> [Instructions for the task] Here is a listing, set out below; repeat its lines from the one with "For every instance of the laptop" to the last, both included, and leave out the pictures.
━━━ Data to use
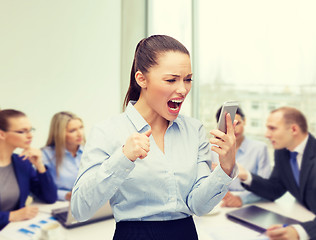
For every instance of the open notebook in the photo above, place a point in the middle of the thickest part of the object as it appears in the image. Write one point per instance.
(64, 216)
(258, 219)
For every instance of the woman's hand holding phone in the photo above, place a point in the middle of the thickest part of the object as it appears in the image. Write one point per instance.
(225, 145)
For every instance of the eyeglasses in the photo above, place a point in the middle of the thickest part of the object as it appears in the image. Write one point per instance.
(26, 131)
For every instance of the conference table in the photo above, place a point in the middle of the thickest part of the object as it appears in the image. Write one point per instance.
(212, 226)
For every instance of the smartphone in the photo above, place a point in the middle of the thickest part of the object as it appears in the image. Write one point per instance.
(228, 107)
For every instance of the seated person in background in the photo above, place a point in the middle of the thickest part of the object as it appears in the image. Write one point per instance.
(21, 174)
(294, 170)
(63, 150)
(252, 155)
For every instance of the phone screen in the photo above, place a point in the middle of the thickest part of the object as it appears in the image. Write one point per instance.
(228, 107)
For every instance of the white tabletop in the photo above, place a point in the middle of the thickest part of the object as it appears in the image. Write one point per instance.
(213, 226)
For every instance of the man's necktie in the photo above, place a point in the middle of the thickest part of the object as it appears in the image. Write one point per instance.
(294, 166)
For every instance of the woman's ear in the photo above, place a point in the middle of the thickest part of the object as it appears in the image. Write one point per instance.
(140, 79)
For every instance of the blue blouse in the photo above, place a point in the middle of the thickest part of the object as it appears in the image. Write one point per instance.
(163, 186)
(67, 172)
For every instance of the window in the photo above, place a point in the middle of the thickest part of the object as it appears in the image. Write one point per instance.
(261, 53)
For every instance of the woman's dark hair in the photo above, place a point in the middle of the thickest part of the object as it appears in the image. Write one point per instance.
(146, 55)
(6, 114)
(239, 112)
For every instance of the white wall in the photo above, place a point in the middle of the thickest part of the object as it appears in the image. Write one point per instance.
(60, 55)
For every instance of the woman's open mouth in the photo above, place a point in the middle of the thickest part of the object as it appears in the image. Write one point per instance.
(174, 105)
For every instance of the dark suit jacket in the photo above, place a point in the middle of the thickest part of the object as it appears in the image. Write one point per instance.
(282, 180)
(30, 181)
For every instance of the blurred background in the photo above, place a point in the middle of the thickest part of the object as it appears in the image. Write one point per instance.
(76, 56)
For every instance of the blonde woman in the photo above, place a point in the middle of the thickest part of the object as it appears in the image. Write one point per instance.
(63, 151)
(21, 174)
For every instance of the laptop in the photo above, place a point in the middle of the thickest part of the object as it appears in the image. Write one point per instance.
(258, 219)
(64, 216)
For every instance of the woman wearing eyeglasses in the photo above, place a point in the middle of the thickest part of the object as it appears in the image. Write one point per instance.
(18, 177)
(63, 150)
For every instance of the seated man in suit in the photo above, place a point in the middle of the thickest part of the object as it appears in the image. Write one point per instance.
(294, 170)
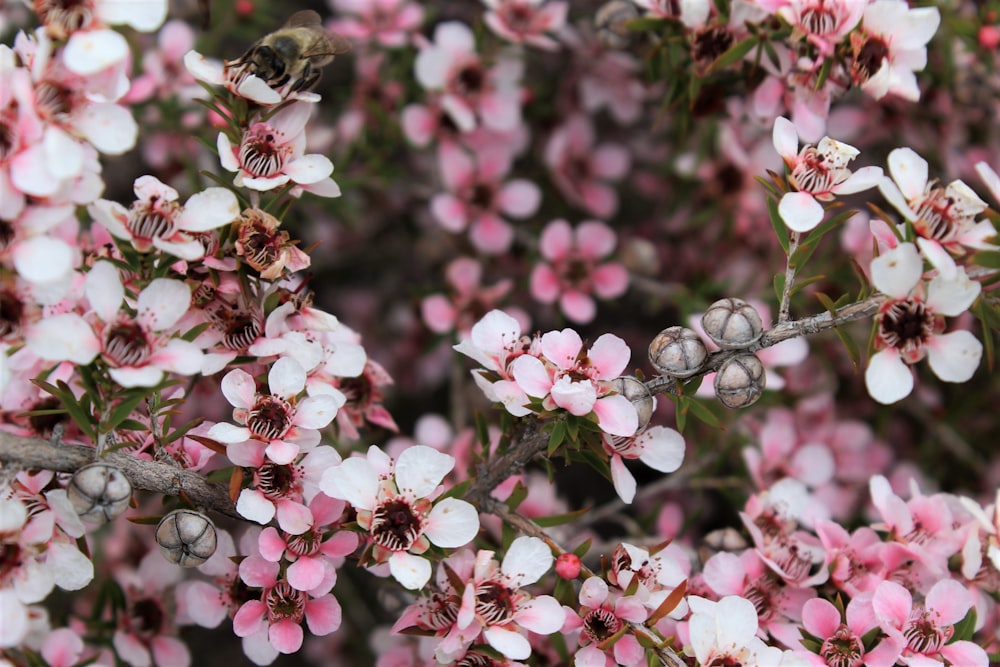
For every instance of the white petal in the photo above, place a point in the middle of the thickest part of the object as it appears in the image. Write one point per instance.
(897, 271)
(909, 170)
(955, 356)
(527, 559)
(888, 379)
(452, 523)
(419, 470)
(800, 211)
(412, 571)
(208, 210)
(354, 480)
(162, 303)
━━━━━━
> [Solution to this task]
For every instance of the laptop in the photo above, place a point in the middle of the thickest part of the object as it appears in the image. Write one point per instance.
(258, 219)
(64, 216)
For every instance of the woman wearing eyeglasses in the photo above, place a point in the middle of the thickest part of the object as it appears in the image. Write one point per instance.
(18, 177)
(63, 150)
For every instance of the seated man in suit in the photo above, place a point in the middle of the thickest part of the object as it appears in the image. Write one point per instance.
(294, 170)
For every instance of the white petal in the photo above, place a point in the middle of the thickest part of the object as it appears in the image. Write one point per instance.
(897, 271)
(909, 170)
(955, 356)
(527, 559)
(888, 379)
(452, 523)
(419, 470)
(800, 211)
(412, 571)
(208, 210)
(354, 480)
(162, 303)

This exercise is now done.